# Texte fourni
Dimanche 2 Avril
Arrivé un peu en avance, je continue la visite de l'expo photo, et je m'immisce dans la grande salle. L'imposante équipe de techniciens de Omega s'affairent aux derniers réglages en vue du concert du groupe hongrois, à la fois point d'orgue et conclusion de ce festival. Omega semble être venu en force. Outre la scène qui est déjà bien sûr parée, les moyens humains et matériels déployés sont assez colossaux. Autour des différentes consoles, la ruche constituée d'une dizaine de techniciens bourdonne et s'affaire. Il y a même une console spécialement dédiée aux lasers qui, vu le nombre de sources de lumières en fond de scène et de miroirs réfléchissants sur les côtés, vont sûrement en mettre plein la vue et illuminer cette salle. Avec ces lasers verts, on peut s'attendre à un show assez années 80.
Il y a aussi les consoles déjà en place pour Pain Of Salvation, cela fait déjà un sacré coin dédié pour les régies. C'est d'ailleurs l'occasion de souligner que les régies pendant le festival sont 'noyées' dans le public, sans aucune barrière ou délimitation de sécurité. Et cela se passe super bien dans une ambiance plutôt très familiale. Pas de limitations d'accès aux escaliers latéraux qui permettent d'être au même niveau que les musiciens. Pas de fouille non plus à l'entrée du festival, nous sommes dans une confiance mutuelle. A l'heure où beaucoup de crispations sécuritaires se font sentir en France, nous ferions bien de nous inspirer de cet état d'esprit.

# Données brutes
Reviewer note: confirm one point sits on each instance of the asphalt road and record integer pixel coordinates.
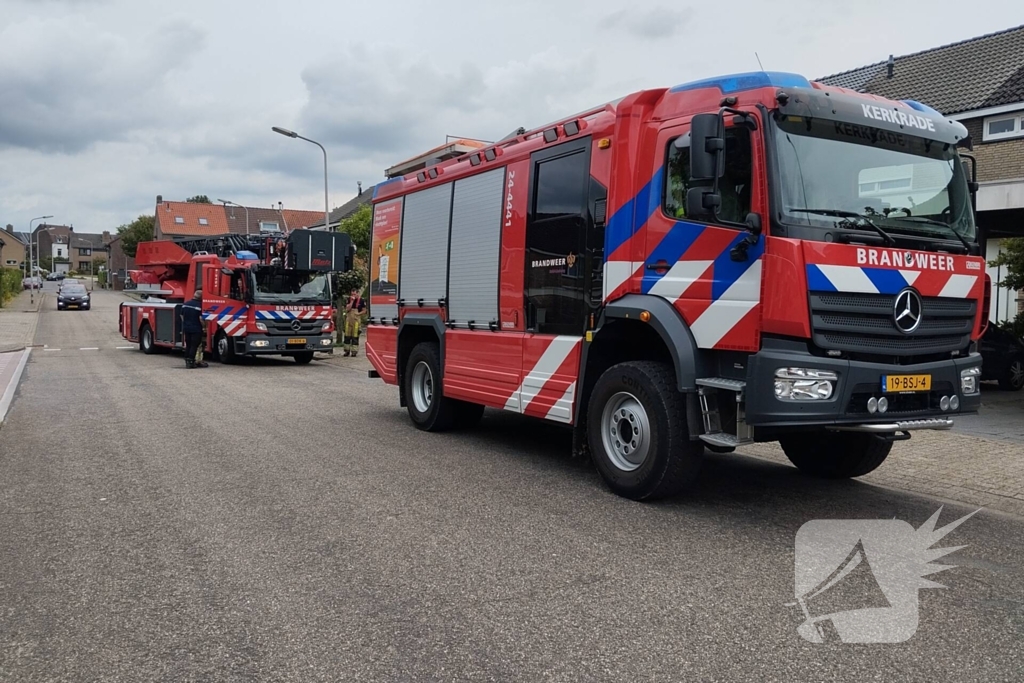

# Tâche à réaliser
Transcrivez fidèlement le passage du texte fourni qui s'ouvre sur les mots « Dimanche 2 Avril » et se termine par « assez années 80. ».

# Réponse détaillée
Dimanche 2 Avril
Arrivé un peu en avance, je continue la visite de l'expo photo, et je m'immisce dans la grande salle. L'imposante équipe de techniciens de Omega s'affairent aux derniers réglages en vue du concert du groupe hongrois, à la fois point d'orgue et conclusion de ce festival. Omega semble être venu en force. Outre la scène qui est déjà bien sûr parée, les moyens humains et matériels déployés sont assez colossaux. Autour des différentes consoles, la ruche constituée d'une dizaine de techniciens bourdonne et s'affaire. Il y a même une console spécialement dédiée aux lasers qui, vu le nombre de sources de lumières en fond de scène et de miroirs réfléchissants sur les côtés, vont sûrement en mettre plein la vue et illuminer cette salle. Avec ces lasers verts, on peut s'attendre à un show assez années 80.